> Written request
Reproduce the data in its entirety, exactly as supplied.

> Rows from a dataset
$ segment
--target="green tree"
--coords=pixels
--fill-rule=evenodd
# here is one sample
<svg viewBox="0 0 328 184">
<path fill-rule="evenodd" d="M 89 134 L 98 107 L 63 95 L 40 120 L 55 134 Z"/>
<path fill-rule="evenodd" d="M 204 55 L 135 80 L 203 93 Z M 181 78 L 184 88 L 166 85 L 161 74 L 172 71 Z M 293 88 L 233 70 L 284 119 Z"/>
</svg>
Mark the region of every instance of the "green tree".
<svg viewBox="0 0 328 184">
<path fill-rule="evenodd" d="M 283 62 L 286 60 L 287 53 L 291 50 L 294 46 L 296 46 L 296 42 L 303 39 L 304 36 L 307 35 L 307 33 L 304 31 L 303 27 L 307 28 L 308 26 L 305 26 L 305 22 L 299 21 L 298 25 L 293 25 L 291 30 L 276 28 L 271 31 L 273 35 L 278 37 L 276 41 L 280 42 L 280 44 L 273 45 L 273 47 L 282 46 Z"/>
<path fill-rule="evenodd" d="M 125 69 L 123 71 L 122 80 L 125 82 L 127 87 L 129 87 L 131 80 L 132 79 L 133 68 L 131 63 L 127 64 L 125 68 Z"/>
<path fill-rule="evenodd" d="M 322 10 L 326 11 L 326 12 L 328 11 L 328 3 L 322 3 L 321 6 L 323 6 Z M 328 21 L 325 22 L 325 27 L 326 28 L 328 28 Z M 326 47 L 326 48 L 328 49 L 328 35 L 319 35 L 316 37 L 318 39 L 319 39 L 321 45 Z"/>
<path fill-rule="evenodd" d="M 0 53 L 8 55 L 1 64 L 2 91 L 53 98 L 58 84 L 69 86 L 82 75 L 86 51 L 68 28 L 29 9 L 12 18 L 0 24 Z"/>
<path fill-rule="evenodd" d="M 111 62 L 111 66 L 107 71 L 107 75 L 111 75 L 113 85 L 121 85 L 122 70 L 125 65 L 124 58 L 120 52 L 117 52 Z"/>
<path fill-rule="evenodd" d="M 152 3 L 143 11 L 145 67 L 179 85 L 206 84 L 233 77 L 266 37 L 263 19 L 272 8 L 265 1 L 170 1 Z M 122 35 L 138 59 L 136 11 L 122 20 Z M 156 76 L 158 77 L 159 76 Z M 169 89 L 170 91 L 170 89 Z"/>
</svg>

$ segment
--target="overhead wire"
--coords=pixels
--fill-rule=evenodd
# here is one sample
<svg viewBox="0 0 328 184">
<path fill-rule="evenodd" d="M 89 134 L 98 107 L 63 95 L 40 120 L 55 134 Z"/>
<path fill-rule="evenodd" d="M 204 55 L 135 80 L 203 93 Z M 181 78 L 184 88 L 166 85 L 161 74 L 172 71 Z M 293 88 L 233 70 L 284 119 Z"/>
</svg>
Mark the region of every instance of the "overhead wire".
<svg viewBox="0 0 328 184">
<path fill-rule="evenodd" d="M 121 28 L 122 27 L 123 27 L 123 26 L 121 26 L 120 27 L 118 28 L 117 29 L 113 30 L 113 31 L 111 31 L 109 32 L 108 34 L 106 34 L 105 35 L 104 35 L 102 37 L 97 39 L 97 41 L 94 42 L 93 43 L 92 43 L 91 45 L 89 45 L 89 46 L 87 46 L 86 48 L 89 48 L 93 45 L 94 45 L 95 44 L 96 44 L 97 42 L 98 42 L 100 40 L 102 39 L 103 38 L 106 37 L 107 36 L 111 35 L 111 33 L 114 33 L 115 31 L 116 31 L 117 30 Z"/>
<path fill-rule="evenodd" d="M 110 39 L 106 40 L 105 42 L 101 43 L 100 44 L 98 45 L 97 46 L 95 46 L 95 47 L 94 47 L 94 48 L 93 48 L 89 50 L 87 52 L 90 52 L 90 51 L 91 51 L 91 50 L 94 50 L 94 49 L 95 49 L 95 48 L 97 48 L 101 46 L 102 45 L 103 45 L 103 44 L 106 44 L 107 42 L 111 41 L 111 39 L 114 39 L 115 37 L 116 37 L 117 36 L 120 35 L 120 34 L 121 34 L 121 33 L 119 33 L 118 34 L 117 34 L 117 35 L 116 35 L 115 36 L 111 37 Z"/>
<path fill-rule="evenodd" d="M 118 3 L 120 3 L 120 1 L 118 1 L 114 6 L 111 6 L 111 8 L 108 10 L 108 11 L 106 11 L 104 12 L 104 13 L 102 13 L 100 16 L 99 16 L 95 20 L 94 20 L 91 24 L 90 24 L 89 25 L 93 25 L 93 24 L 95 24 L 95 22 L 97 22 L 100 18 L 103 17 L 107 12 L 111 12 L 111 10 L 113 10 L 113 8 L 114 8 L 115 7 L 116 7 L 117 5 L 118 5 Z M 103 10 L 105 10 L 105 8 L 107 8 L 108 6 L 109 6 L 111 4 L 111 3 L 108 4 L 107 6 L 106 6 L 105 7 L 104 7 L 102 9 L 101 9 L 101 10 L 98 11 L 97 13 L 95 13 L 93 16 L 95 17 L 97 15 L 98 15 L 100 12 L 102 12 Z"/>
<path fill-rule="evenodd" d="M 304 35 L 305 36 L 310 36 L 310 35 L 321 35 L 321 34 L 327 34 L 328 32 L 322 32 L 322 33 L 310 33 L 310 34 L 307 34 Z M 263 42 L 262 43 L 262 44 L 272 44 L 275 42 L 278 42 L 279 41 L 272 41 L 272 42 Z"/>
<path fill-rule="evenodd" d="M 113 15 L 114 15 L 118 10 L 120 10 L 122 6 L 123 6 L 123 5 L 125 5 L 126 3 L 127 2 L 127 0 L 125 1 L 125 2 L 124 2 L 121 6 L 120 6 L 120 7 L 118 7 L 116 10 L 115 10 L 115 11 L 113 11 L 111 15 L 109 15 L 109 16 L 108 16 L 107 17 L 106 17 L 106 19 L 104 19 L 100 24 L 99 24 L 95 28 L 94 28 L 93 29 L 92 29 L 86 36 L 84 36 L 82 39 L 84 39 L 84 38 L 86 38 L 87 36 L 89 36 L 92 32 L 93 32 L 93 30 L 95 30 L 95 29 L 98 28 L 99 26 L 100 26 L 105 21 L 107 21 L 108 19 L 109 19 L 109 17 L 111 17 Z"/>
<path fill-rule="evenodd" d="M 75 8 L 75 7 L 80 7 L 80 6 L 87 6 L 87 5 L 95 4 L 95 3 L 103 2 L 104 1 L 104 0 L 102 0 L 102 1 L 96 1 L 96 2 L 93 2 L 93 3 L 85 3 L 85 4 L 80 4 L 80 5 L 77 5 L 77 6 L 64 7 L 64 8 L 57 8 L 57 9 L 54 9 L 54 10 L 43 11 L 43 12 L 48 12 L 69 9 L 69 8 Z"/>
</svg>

> Task answer
$ segment
--target="green tree"
--coords=pixels
--fill-rule=evenodd
# here is one sample
<svg viewBox="0 0 328 184">
<path fill-rule="evenodd" d="M 89 134 L 98 107 L 63 95 L 40 120 L 55 134 Z"/>
<path fill-rule="evenodd" d="M 204 55 L 135 80 L 203 93 Z M 181 78 L 184 88 L 166 85 L 161 74 L 172 71 Z M 293 88 L 233 70 L 284 119 Z"/>
</svg>
Mark the region of every instance of the "green tree".
<svg viewBox="0 0 328 184">
<path fill-rule="evenodd" d="M 283 62 L 286 60 L 287 53 L 291 50 L 294 46 L 296 46 L 296 42 L 303 39 L 304 36 L 307 35 L 307 33 L 304 31 L 303 27 L 307 28 L 308 26 L 305 26 L 305 22 L 299 21 L 298 25 L 293 25 L 291 30 L 276 28 L 271 31 L 273 35 L 278 37 L 276 41 L 280 42 L 280 44 L 273 45 L 273 47 L 282 46 Z"/>
<path fill-rule="evenodd" d="M 125 69 L 123 71 L 122 80 L 125 82 L 127 87 L 129 87 L 131 80 L 132 79 L 133 68 L 131 63 L 127 64 L 125 68 Z"/>
<path fill-rule="evenodd" d="M 322 10 L 326 11 L 326 12 L 328 11 L 328 3 L 322 3 L 321 6 L 323 6 Z M 328 21 L 325 22 L 325 27 L 326 28 L 328 28 Z M 326 47 L 326 48 L 328 49 L 328 35 L 319 35 L 316 37 L 318 39 L 319 39 L 321 45 Z"/>
<path fill-rule="evenodd" d="M 0 53 L 8 55 L 1 64 L 2 91 L 53 98 L 58 84 L 69 86 L 82 75 L 86 51 L 68 28 L 29 9 L 12 18 L 0 24 Z"/>
<path fill-rule="evenodd" d="M 111 62 L 111 66 L 107 71 L 107 75 L 111 75 L 113 85 L 121 85 L 122 70 L 125 65 L 124 58 L 120 52 L 117 52 Z"/>
<path fill-rule="evenodd" d="M 152 3 L 143 11 L 145 67 L 179 85 L 206 84 L 233 77 L 266 37 L 263 19 L 272 8 L 265 1 L 170 1 Z M 122 35 L 138 59 L 136 11 L 122 20 Z M 156 76 L 158 77 L 159 76 Z M 169 89 L 170 91 L 170 89 Z"/>
</svg>

$ segment
--target="overhead wire"
--coords=pixels
--fill-rule=evenodd
# here is one sample
<svg viewBox="0 0 328 184">
<path fill-rule="evenodd" d="M 89 134 L 98 107 L 63 95 L 40 120 L 55 134 Z"/>
<path fill-rule="evenodd" d="M 204 55 L 135 80 L 203 93 Z M 181 78 L 184 88 L 166 85 L 161 74 L 172 71 Z M 293 88 L 233 70 L 284 119 Z"/>
</svg>
Mark the region of every instance of the "overhead wire".
<svg viewBox="0 0 328 184">
<path fill-rule="evenodd" d="M 121 28 L 122 27 L 123 27 L 123 26 L 121 26 L 120 27 L 118 28 L 117 29 L 113 30 L 113 31 L 111 31 L 109 32 L 108 34 L 106 34 L 105 35 L 104 35 L 102 37 L 97 39 L 97 41 L 94 42 L 93 43 L 92 43 L 91 45 L 89 45 L 89 46 L 87 46 L 86 48 L 89 48 L 93 45 L 94 45 L 95 44 L 96 44 L 97 42 L 98 42 L 100 40 L 102 39 L 103 38 L 106 37 L 107 36 L 111 35 L 111 33 L 114 33 L 115 31 L 116 31 L 117 30 Z"/>
<path fill-rule="evenodd" d="M 110 39 L 106 40 L 105 42 L 101 43 L 100 44 L 98 45 L 97 46 L 95 46 L 95 47 L 94 47 L 94 48 L 93 48 L 89 50 L 87 52 L 90 52 L 90 51 L 91 51 L 91 50 L 94 50 L 94 49 L 95 49 L 95 48 L 97 48 L 101 46 L 102 45 L 103 45 L 103 44 L 106 44 L 107 42 L 111 41 L 111 39 L 114 39 L 115 37 L 116 37 L 117 36 L 120 35 L 120 34 L 121 34 L 121 33 L 119 33 L 118 34 L 117 34 L 117 35 L 116 35 L 115 36 L 111 37 Z"/>
<path fill-rule="evenodd" d="M 118 3 L 120 3 L 120 1 L 118 1 L 114 6 L 111 6 L 111 8 L 108 10 L 108 11 L 106 11 L 104 12 L 104 13 L 102 13 L 100 16 L 99 16 L 95 20 L 94 20 L 91 24 L 90 24 L 89 25 L 93 25 L 93 24 L 95 24 L 95 22 L 97 22 L 100 18 L 103 17 L 107 12 L 111 12 L 111 10 L 113 10 L 113 8 L 114 8 L 115 7 L 116 7 L 117 5 L 118 5 Z M 103 10 L 105 10 L 105 8 L 107 8 L 108 6 L 109 6 L 111 4 L 111 3 L 108 4 L 107 6 L 106 6 L 105 7 L 104 7 L 102 9 L 101 9 L 101 10 L 98 11 L 97 13 L 95 13 L 93 16 L 95 17 L 97 15 L 98 15 L 100 12 L 102 12 Z"/>
<path fill-rule="evenodd" d="M 304 35 L 305 36 L 310 36 L 310 35 L 321 35 L 321 34 L 327 34 L 328 32 L 322 32 L 322 33 L 310 33 L 310 34 L 307 34 Z M 263 42 L 262 43 L 262 44 L 272 44 L 275 42 L 278 42 L 279 41 L 272 41 L 272 42 Z"/>
<path fill-rule="evenodd" d="M 113 15 L 114 15 L 118 10 L 120 10 L 122 6 L 123 6 L 123 5 L 125 5 L 126 3 L 127 2 L 127 0 L 125 1 L 125 2 L 124 2 L 121 6 L 120 6 L 120 7 L 118 7 L 116 10 L 115 10 L 115 11 L 113 11 L 111 15 L 109 15 L 109 16 L 108 16 L 107 17 L 106 17 L 106 19 L 104 19 L 100 24 L 99 24 L 95 28 L 94 28 L 93 29 L 92 29 L 86 36 L 84 36 L 82 39 L 84 39 L 84 38 L 86 38 L 87 36 L 89 36 L 92 32 L 93 32 L 93 30 L 95 30 L 95 29 L 98 28 L 99 26 L 100 26 L 105 21 L 107 21 L 108 19 L 109 19 L 109 17 L 111 17 Z"/>
<path fill-rule="evenodd" d="M 75 8 L 75 7 L 80 7 L 80 6 L 87 6 L 87 5 L 95 4 L 95 3 L 103 2 L 104 1 L 104 0 L 102 0 L 102 1 L 96 1 L 96 2 L 93 2 L 93 3 L 85 3 L 85 4 L 80 4 L 80 5 L 77 5 L 77 6 L 64 7 L 64 8 L 57 8 L 57 9 L 54 9 L 54 10 L 43 11 L 43 12 L 48 12 L 69 9 L 69 8 Z"/>
</svg>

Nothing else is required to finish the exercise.